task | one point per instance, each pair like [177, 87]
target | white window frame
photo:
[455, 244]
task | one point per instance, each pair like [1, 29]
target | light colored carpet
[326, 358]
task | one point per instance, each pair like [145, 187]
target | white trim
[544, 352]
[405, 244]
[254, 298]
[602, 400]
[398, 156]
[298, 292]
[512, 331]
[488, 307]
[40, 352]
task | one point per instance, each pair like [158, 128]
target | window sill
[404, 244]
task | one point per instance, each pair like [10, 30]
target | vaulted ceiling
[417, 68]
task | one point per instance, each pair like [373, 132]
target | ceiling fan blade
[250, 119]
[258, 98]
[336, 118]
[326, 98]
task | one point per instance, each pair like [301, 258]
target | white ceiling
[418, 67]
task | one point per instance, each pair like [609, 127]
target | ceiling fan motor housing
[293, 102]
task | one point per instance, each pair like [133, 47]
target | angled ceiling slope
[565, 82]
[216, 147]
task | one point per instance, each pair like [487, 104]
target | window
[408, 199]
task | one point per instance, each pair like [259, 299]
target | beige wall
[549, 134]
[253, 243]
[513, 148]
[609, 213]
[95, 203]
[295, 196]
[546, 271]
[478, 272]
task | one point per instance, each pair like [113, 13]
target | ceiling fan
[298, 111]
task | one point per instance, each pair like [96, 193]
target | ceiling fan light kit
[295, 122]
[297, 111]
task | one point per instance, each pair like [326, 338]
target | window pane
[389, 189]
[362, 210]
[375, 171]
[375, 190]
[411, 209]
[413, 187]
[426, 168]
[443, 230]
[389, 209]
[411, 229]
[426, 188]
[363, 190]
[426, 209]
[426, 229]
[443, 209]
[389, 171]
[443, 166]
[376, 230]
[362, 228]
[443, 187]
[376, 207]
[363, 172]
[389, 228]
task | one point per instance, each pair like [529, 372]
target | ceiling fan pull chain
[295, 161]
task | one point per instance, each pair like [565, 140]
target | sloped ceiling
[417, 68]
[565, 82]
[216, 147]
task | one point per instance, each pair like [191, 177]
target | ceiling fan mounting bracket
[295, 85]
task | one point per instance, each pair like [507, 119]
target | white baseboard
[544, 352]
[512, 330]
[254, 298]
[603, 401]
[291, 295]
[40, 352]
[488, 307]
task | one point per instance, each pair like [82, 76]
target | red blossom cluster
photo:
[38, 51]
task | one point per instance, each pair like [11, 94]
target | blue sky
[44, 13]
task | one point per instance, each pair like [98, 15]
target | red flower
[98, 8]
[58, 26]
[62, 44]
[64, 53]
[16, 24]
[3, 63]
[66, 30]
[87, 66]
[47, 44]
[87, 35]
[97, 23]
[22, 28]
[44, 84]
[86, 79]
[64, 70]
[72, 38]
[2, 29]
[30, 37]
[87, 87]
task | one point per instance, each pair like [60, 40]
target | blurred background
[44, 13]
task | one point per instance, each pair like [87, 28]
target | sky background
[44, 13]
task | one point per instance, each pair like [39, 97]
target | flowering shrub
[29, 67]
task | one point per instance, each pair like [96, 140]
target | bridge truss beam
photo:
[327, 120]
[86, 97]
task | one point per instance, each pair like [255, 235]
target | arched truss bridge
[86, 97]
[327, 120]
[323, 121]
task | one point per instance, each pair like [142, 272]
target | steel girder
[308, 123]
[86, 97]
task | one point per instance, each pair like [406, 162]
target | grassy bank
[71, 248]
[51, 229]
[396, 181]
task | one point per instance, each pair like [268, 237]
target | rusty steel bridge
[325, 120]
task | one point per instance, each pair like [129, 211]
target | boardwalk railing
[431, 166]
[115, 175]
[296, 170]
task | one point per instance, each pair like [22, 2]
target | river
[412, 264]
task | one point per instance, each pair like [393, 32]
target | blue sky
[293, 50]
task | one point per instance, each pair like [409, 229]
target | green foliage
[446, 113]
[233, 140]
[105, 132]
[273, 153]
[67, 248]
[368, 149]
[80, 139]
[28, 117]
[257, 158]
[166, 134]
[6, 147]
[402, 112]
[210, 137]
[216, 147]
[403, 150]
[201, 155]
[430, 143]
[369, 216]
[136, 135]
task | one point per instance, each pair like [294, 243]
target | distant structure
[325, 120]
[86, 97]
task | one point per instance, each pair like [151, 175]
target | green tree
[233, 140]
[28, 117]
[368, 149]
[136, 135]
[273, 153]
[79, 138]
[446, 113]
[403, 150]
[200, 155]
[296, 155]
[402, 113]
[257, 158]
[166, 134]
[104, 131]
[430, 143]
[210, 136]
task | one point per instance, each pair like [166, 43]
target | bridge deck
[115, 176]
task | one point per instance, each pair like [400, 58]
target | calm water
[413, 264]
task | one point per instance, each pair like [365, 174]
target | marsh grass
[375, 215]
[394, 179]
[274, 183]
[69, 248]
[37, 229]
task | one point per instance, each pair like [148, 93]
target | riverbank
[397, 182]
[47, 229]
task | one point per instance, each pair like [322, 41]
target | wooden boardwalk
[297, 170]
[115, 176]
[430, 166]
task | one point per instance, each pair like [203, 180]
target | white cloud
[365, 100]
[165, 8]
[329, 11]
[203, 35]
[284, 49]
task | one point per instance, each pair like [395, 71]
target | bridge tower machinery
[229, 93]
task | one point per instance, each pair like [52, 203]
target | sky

⁂

● **EXERCISE**
Output each entry precisely as given.

● **SOLUTION**
task | one point per instance, each pair like [177, 87]
target | white window frame
photo:
[455, 244]
task | one point per instance, each pair like [1, 29]
target | light colored carpet
[326, 358]
task | one point per instance, each pair like [145, 187]
target | white trim
[544, 352]
[405, 244]
[254, 298]
[602, 400]
[398, 156]
[298, 292]
[512, 331]
[488, 307]
[40, 352]
task | one point per instance, each pair like [158, 128]
target | window sill
[404, 244]
task | one point per instance, each pair like [10, 30]
target | vaulted ceiling
[417, 68]
task | one point per instance, each pair like [373, 132]
target | ceiling fan blade
[250, 119]
[258, 98]
[336, 118]
[326, 98]
task | one point per instance, each pair like [301, 258]
target | white ceiling
[418, 67]
task | one point per instance, each pair like [609, 127]
target | ceiling fan motor housing
[293, 102]
task | one point per instance, each pair like [133, 47]
target | angled ceiling slope
[565, 82]
[216, 147]
task | one point per instance, each pair like [487, 104]
target | window
[408, 199]
task | one point per instance, each pair like [259, 299]
target | beige wall
[549, 134]
[253, 243]
[513, 148]
[609, 213]
[95, 203]
[295, 196]
[546, 271]
[478, 272]
task | one point per instance, each pair like [113, 13]
target | ceiling fan
[298, 111]
task | one point per instance, each pair like [96, 193]
target | ceiling fan light kit
[295, 122]
[297, 111]
task | one point per instance, each pair like [326, 338]
target | window pane
[389, 189]
[362, 210]
[375, 171]
[375, 190]
[411, 209]
[413, 187]
[426, 168]
[443, 230]
[389, 209]
[411, 229]
[426, 188]
[363, 190]
[426, 209]
[426, 229]
[443, 209]
[389, 171]
[443, 166]
[376, 230]
[362, 228]
[443, 187]
[376, 207]
[363, 172]
[389, 228]
task | one point per instance, each pair like [529, 372]
target | ceiling fan pull chain
[295, 161]
task | one point per instance, each pair like [565, 140]
target | sloped ceiling
[417, 68]
[565, 82]
[216, 147]
task | one point per instance, each pair like [191, 177]
target | ceiling fan mounting bracket
[295, 85]
task | one point per instance, each pair like [507, 119]
target | white baseboard
[544, 352]
[512, 330]
[254, 298]
[603, 401]
[291, 295]
[40, 352]
[488, 307]
task | one point per instance, each pair like [82, 76]
target | red blossom cluster
photo:
[38, 51]
task | one point per instance, each pair like [11, 94]
target | blue sky
[44, 13]
task | one point per instance, each pair like [98, 15]
target | red flower
[98, 8]
[58, 26]
[62, 44]
[64, 53]
[16, 24]
[3, 63]
[66, 30]
[87, 66]
[47, 44]
[87, 35]
[97, 23]
[22, 28]
[44, 84]
[86, 79]
[64, 70]
[72, 38]
[2, 29]
[30, 37]
[87, 87]
task | one point per instance, each pair like [60, 40]
target | blurred background
[44, 13]
task | one point per instance, each pair like [87, 28]
target | sky background
[44, 13]
task | one point per instance, each pair like [39, 97]
target | flowering shrub
[29, 67]
task | one point per instance, each pair like [96, 140]
target | bridge truss beam
photo:
[327, 120]
[86, 97]
task | one point per instance, each pair like [255, 235]
target | arched truss bridge
[86, 97]
[327, 120]
[323, 121]
task | one point per instance, each pair like [142, 272]
target | steel girder
[308, 123]
[86, 97]
task | one point per instance, each pair like [406, 162]
target | grassy bank
[71, 248]
[51, 229]
[396, 181]
task | one point per instance, each pair like [268, 237]
target | rusty steel bridge
[325, 120]
task | one point per instance, each pair like [129, 211]
target | boardwalk railing
[431, 166]
[115, 175]
[296, 170]
task | one point per instance, each pair like [22, 2]
target | river
[412, 264]
task | one point per instance, each pair like [393, 32]
target | blue sky
[293, 50]
task | one point per instance, each pair like [409, 229]
target | green foliage
[446, 113]
[233, 140]
[105, 132]
[273, 153]
[67, 248]
[368, 149]
[80, 139]
[28, 117]
[257, 158]
[166, 134]
[6, 147]
[402, 112]
[210, 137]
[216, 147]
[403, 150]
[201, 155]
[430, 143]
[369, 216]
[136, 135]
task | one point per instance, each pair like [294, 243]
target | distant structure
[325, 120]
[86, 97]
task | one point per instance, each pair like [151, 175]
target | green tree
[233, 140]
[28, 117]
[368, 149]
[136, 135]
[273, 153]
[79, 138]
[446, 113]
[403, 150]
[200, 155]
[296, 155]
[402, 113]
[257, 158]
[166, 134]
[104, 131]
[430, 143]
[210, 136]
task | one point per instance, each pair like [166, 43]
target | bridge deck
[115, 176]
task | one point per instance, each pair like [400, 58]
target | calm water
[413, 264]
task | one point per instance, each pair like [365, 174]
target | marsh grass
[375, 215]
[394, 179]
[274, 183]
[69, 248]
[37, 229]
task | one point per instance, each pair like [148, 93]
target | riverbank
[397, 182]
[47, 229]
task | one point per instance, each pair like [322, 41]
target | wooden boardwalk
[297, 170]
[115, 176]
[430, 166]
task | one point per instance, each pair like [203, 180]
target | white cloud
[365, 100]
[165, 8]
[329, 11]
[203, 35]
[284, 49]
task | one point per instance, each pair like [395, 71]
target | bridge tower machinery
[229, 93]
task | one point per instance, each pair like [52, 203]
target | sky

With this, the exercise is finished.